引用文:
_ _ _ _ _
購入価格 ¥120
馬鹿野郎!ドリンク剤で気合を注入だと!?
今週は学期末の仕事と某政権のごとくいつまでも居座り続ける梅雨前線のためにトレーニングから遠ざかりがちだったが
そんな短い期間のうちにも、世の自転車乗りの間には腑抜けた空気が充満してしまったようだな。
どうやらここは、この悪い流れが心の奥底まで沁み渡ってしまうよりはやく、俺の体験談で断ち切らなければならないようだな・・・
あれは今日のことだ。
今週は自転車通勤が2回できただけで、それも直行直帰のみ。
それ以外は車通勤だったため休み足だったはずだが、
休みすぎた時の常で「回らない、力が入らない、心拍上がらない」の三重苦に苛まれていた。
それでも、今週たった一回になりそうな、俺の聖地・白糸巡礼を前に無様な走りは許されない。
そう思った俺はおもむろに愛車のRNC7をコカコーラの自販機の前に停め、リアルゴールドを購入した。
エネルギーを注入・エネルギーを炸裂
とある。
ビタミンB群とアスパラギン酸のはたらきだそうだ。
120円の何の変哲もないドリンクだが、少し効いてる・・・気がする。
疲れたときに脳がリフレッシュする、ちょっと強めの甘さ。
ビタミンB本来の色という、どぎつい黄色の液体。
100mに一本くらいは立っているコカコーラの自販機で買える手軽さも手伝って、
気合を入れたいときにしばしば愛用している。
デヤァァァーーー!
ビタミンB群とアスパラギン酸が俺の肝臓に働きかけ、グリコーゲンを炸裂させる。
しかしこの日の吹き下ろしは強烈で、いつもはインナー×8~9枚目あたりで30km/h近く回すところが
20km/hをようやく超えるのが精一杯という有様だった。
いつもは俺の踏力の全てをしなりとともに受け入れてくれる愛車のRNC7が、
あたかもこれ以上ペダルを回すことを拒んでいるような錯覚さえ起こしていた。
心が折れた・・・つもりはないのだが、ひさしぶりにタイムも30分を下回ってしまう体たらくで
なんだか不完全燃焼で下山。
もう少しで下り終える、というところでふと見ると、向こうからあるショップチームの集団がやってきた。
1、2・・・10人はいる。なかなかの大集団だ。バトルをしながら上り始める。
あぁー、楽しそうだなぁ・・・
―――モウイッポンイッチマエヨ―――
悪魔の声が聞こえた気がした。
え?白糸アタックをもう一本?
・・・無理だ。
サイクルスポーツ7月号「常識破りの驚ヒルクライム術」で習得した「ひねりダンシング」によって、ふとももの筋肉は死んでいる。
それに、帰ったら仕事が・・・
しかし理性とは裏腹に、気がついた時には俺はもうすでに再び山頂を目指し走り始めていた。
_ _ _ _ _
提供情報:
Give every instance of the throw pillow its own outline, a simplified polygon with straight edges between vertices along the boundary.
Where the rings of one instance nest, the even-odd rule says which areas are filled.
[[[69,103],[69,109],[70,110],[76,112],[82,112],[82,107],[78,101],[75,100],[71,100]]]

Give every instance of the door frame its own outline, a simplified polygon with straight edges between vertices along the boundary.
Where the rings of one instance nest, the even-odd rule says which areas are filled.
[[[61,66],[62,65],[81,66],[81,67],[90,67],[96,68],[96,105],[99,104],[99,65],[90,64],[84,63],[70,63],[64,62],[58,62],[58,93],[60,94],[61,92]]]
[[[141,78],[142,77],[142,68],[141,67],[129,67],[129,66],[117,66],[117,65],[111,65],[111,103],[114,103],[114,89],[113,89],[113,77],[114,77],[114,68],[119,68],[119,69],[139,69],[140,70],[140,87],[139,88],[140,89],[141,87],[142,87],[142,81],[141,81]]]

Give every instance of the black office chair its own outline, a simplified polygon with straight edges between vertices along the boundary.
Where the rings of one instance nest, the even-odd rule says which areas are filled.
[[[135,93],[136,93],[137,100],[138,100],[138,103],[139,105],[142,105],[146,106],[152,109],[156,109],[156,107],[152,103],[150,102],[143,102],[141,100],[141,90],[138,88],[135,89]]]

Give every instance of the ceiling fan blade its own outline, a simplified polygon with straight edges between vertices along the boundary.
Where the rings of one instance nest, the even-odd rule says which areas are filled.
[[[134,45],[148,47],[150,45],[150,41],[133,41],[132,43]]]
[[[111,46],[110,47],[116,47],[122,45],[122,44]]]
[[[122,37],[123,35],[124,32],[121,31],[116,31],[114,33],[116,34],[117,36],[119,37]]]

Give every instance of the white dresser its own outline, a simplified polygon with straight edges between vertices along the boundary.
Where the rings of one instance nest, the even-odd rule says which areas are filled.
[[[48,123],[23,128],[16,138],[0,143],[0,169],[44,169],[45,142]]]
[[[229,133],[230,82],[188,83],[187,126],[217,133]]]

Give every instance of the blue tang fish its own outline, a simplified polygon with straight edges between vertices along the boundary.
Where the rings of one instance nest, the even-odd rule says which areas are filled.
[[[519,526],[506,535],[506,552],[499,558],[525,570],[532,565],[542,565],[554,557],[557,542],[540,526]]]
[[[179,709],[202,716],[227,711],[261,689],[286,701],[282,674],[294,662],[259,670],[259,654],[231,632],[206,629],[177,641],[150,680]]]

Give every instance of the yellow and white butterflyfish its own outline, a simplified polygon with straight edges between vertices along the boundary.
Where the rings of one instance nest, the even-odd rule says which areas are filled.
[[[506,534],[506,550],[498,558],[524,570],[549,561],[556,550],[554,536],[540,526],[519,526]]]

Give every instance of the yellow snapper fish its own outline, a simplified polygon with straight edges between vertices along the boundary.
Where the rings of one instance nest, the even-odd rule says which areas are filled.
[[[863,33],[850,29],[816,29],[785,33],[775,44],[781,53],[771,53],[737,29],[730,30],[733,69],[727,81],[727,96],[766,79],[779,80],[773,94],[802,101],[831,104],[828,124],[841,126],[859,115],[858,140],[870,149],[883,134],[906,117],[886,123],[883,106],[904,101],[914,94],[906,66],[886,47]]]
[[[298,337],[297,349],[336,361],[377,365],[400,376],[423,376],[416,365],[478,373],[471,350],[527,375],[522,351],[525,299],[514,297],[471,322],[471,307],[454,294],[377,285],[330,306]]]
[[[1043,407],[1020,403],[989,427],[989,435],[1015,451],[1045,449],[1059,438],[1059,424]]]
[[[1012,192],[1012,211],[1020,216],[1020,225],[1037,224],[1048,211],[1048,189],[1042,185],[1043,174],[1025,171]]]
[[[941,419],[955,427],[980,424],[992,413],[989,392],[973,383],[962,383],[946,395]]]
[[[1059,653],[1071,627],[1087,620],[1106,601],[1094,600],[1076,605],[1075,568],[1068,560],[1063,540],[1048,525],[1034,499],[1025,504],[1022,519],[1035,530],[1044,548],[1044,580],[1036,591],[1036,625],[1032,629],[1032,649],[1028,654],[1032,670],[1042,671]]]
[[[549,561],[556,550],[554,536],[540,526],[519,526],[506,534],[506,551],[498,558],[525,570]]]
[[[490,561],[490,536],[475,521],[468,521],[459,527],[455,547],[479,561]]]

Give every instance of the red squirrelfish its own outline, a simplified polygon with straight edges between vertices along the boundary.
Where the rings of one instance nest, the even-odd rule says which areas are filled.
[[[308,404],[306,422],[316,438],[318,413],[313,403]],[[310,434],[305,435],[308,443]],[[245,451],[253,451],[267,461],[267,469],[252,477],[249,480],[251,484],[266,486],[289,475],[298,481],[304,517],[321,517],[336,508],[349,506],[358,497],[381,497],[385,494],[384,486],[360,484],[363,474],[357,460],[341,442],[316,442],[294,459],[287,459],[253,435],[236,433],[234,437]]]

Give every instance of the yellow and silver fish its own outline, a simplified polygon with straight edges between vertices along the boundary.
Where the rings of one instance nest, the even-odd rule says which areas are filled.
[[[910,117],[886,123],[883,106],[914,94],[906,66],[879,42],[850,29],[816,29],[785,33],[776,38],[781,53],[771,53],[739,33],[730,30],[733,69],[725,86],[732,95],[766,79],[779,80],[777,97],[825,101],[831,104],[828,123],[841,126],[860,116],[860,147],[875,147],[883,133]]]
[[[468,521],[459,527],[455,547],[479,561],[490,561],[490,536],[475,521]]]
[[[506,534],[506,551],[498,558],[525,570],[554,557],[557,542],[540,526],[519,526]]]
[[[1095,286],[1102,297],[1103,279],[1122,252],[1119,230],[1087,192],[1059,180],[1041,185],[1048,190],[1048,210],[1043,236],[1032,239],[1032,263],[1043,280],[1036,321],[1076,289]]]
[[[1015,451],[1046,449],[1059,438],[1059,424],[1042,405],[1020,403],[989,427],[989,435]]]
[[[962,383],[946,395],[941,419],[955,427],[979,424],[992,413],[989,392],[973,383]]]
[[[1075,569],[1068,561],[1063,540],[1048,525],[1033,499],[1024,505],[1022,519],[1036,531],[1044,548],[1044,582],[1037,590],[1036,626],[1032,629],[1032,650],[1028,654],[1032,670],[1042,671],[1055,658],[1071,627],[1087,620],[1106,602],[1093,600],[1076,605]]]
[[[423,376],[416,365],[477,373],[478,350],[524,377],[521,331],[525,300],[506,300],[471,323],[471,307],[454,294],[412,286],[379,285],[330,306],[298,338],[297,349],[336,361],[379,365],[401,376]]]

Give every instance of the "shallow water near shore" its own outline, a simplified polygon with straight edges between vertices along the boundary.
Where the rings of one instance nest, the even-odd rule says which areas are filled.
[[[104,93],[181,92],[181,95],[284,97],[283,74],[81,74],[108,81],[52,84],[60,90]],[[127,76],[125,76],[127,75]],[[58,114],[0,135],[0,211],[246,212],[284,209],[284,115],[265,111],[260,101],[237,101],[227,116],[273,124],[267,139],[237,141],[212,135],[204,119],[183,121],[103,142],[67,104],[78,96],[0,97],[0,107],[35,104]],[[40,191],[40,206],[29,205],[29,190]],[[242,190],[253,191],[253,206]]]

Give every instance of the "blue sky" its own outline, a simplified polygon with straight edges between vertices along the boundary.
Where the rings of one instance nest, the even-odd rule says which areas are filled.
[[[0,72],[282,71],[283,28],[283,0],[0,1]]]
_ _ _ _ _
演習課題:
1/ 次の(a)〜(c)が引用文の内容と一致するか判定してください。それぞれ「はい」か「いいえ」で答え、判定の根拠となる引用文の語句を正確に引いてください。
(a) 今週、自転車通勤ができたのは2回だけだった。
(b) 吹き下ろしの中でも、インナー×8~9枚目あたりで30km/h近くを維持できた。
(c) 下山中に見かけたショップチームの集団は5人ほどだった。
2/ 引用文のうち、「疲れたときに脳がリフレッシュする、ちょっと強めの甘さ。」から「プチームの集団がやってきた。」までの箇所を、一字一句変えずに再掲してください。

解答:
1/
(a) はい。「今週は自転車通勤が2回できただけで、それも直行直帰のみ。」
(b) いいえ。「20km/hをようやく超えるのが精一杯という有様だった。」
(c) いいえ。「1、2・・・10人はいる。なかなかの大集団だ。」

2/
疲れたときに脳がリフレッシュする、ちょっと強めの甘さ。
ビタミンB本来の色という、どぎつい黄色の液体。
100mに一本くらいは立っているコカコーラの自販機で買える手軽さも手伝って、
気合を入れたいときにしばしば愛用している。
デヤァァァーーー!
ビタミンB群とアスパラギン酸が俺の肝臓に働きかけ、グリコーゲンを炸裂させる。
しかしこの日の吹き下ろしは強烈で、いつもはインナー×8~9枚目あたりで30km/h近く回すところが
20km/hをようやく超えるのが精一杯という有様だった。
いつもは俺の踏力の全てをしなりとともに受け入れてくれる愛車のRNC7が、
あたかもこれ以上ペダルを回すことを拒んでいるような錯覚さえ起こしていた。
心が折れた・・・つもりはないのだが、ひさしぶりにタイムも30分を下回ってしまう体たらくで
なんだか不完全燃焼で下山。
もう少しで下り終える、というところでふと見ると、向こうからあるショップチームの集団がやってきた。